Puoi ricopiare tutte queste righe così come sono, senza alcuna modifica?

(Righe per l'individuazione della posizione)
________

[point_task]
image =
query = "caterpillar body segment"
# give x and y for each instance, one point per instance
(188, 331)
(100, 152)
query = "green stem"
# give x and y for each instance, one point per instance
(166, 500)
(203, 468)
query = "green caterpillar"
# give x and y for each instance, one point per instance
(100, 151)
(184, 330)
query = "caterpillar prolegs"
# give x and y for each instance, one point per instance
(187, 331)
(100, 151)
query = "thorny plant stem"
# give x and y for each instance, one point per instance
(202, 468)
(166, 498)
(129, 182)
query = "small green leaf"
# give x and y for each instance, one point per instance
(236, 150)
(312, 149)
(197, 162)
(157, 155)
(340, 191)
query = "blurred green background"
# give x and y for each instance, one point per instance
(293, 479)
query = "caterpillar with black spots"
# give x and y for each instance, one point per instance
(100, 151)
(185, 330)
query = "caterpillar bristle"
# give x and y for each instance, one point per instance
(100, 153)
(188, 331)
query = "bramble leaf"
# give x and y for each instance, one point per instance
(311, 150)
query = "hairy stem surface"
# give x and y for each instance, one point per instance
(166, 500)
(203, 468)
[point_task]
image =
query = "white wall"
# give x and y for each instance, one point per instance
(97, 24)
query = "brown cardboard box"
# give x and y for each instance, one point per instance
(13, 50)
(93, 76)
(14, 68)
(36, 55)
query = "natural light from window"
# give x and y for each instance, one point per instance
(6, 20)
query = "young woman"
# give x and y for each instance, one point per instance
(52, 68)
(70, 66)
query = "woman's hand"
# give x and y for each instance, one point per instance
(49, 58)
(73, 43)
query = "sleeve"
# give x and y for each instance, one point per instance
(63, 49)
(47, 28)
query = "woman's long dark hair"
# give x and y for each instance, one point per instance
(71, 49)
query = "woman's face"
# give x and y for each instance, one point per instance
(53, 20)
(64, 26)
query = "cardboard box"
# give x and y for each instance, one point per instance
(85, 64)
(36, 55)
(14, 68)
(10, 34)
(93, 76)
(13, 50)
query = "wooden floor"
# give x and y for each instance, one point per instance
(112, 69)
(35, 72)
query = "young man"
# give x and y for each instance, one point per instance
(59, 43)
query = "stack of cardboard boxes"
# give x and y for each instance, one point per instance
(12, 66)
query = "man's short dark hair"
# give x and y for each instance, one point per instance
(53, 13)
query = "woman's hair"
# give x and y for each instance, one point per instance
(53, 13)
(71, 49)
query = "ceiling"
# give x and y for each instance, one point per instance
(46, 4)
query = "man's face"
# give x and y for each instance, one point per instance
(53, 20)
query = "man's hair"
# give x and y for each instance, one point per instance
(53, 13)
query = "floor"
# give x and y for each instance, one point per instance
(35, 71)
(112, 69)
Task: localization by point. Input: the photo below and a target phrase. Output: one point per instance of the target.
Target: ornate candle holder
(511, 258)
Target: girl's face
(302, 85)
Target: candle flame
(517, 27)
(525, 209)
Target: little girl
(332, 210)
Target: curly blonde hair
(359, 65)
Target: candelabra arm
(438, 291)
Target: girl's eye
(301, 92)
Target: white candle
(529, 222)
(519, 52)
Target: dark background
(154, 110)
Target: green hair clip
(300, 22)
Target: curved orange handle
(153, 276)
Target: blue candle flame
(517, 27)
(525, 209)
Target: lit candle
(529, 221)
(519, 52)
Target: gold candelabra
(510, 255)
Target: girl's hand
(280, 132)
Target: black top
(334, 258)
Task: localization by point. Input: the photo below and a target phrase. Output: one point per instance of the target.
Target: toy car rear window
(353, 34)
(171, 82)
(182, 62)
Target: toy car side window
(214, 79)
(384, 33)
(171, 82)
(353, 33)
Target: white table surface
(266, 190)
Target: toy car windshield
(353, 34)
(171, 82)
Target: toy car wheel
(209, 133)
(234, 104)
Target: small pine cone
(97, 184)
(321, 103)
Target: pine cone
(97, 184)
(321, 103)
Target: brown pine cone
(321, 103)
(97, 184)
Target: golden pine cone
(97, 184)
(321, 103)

________

[Risposta attesa]:
[point_task]
image =
query = "caterpillar body segment"
# give x and y for each instance, one point per instance
(188, 331)
(100, 152)
query = "green stem"
# give x and y for each instance, one point per instance
(166, 500)
(203, 468)
query = "green caterpillar"
# give x and y for each instance, one point per instance
(100, 151)
(184, 330)
query = "caterpillar prolegs"
# give x and y for each instance, one point per instance
(187, 331)
(100, 151)
query = "thorny plant stem"
# give x and y for each instance, one point per instance
(202, 468)
(166, 498)
(129, 182)
query = "small green leaf"
# give x and y for each instance, one point per instance
(236, 150)
(312, 149)
(197, 162)
(157, 155)
(340, 191)
query = "blurred green background"
# give x and y for each instance, one point per instance
(293, 479)
query = "caterpillar with black spots"
# give x and y for each instance, one point per instance
(100, 151)
(185, 330)
query = "caterpillar bristle"
# give x and y for each instance, one point per instance
(100, 153)
(188, 331)
query = "bramble leaf"
# give x and y for each instance, one point per instance
(311, 150)
query = "hairy stem surface"
# give x and y for each instance, one point per instance
(166, 500)
(203, 468)
[point_task]
image =
query = "white wall"
# give x and y for each instance, one point per instance
(97, 24)
query = "brown cardboard box"
# give x and y for each instance, one point per instance
(13, 50)
(93, 76)
(14, 68)
(36, 55)
query = "natural light from window"
# give x and y for each instance, one point per instance
(6, 20)
query = "young woman"
# give x and y for each instance, one point per instance
(52, 68)
(70, 66)
query = "woman's hand"
# give x and y for each instance, one point per instance
(49, 58)
(73, 43)
query = "sleeve"
# give x and y for each instance, one point per instance
(63, 49)
(47, 28)
query = "woman's long dark hair"
# give x and y for each instance, one point per instance
(71, 49)
query = "woman's face"
# give x and y for each instance, one point per instance
(53, 20)
(64, 26)
query = "cardboard box"
# give x and y for each instance, one point per instance
(85, 64)
(36, 55)
(14, 68)
(10, 34)
(93, 76)
(13, 50)
query = "wooden floor"
# give x and y for each instance, one point per instance
(112, 69)
(35, 72)
query = "young man"
# give x and y for each instance, one point per instance
(59, 43)
query = "stack of cardboard boxes"
# give x and y for each instance, one point per instance
(12, 66)
query = "man's short dark hair"
# give x and y for each instance, one point per instance
(53, 13)
query = "woman's hair"
# give x and y for each instance, one point per instance
(53, 13)
(71, 49)
query = "ceiling"
# give x and y for each instance, one point per instance
(46, 4)
query = "man's face"
# give x and y for each instance, one point per instance
(53, 20)
query = "man's hair"
# give x and y for each instance, one point per instance
(53, 13)
query = "floor"
# give x and y for each instance, one point per instance
(35, 71)
(112, 69)
Task: localization by point. Input: the photo below and a target phrase. Output: one point per instance of the target.
Target: ornate candle holder
(511, 258)
Target: girl's face
(302, 85)
Target: candle flame
(517, 27)
(525, 209)
Target: little girl
(332, 210)
Target: curly blonde hair
(359, 65)
Target: candelabra arm
(438, 291)
Target: girl's eye
(301, 92)
Target: white candle
(529, 222)
(519, 52)
Target: dark background
(154, 110)
Target: green hair clip
(300, 22)
Target: curved orange handle
(153, 276)
Target: blue candle flame
(517, 27)
(525, 209)
Target: lit candle
(529, 221)
(519, 52)
Target: gold candelabra
(510, 255)
Target: girl's hand
(280, 132)
Target: black top
(334, 258)
Task: localization by point. Input: the photo below and a target phrase. Output: one point per instance of the target.
Target: toy car rear window
(353, 34)
(171, 82)
(182, 62)
Target: toy car side window
(214, 79)
(384, 33)
(171, 82)
(353, 33)
Target: white table surface
(266, 190)
Target: toy car windshield
(353, 34)
(171, 82)
Target: toy car wheel
(209, 133)
(234, 104)
Target: small pine cone
(97, 184)
(321, 103)
Target: pine cone
(97, 184)
(321, 103)
Target: brown pine cone
(321, 103)
(97, 184)
Target: golden pine cone
(97, 184)
(321, 103)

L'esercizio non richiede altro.